(Stored data entries)
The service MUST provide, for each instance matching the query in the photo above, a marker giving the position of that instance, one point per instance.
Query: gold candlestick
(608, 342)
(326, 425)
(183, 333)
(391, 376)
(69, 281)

* Problem to solve *
Please output all of the entries without changing a single character.

* Solution to this exercise *
The service MUST provide, for each instance matching the query in the photo above, a marker giving the position of that instance, one point per instance.
Query: gold candlestick
(608, 342)
(326, 425)
(183, 333)
(391, 376)
(69, 281)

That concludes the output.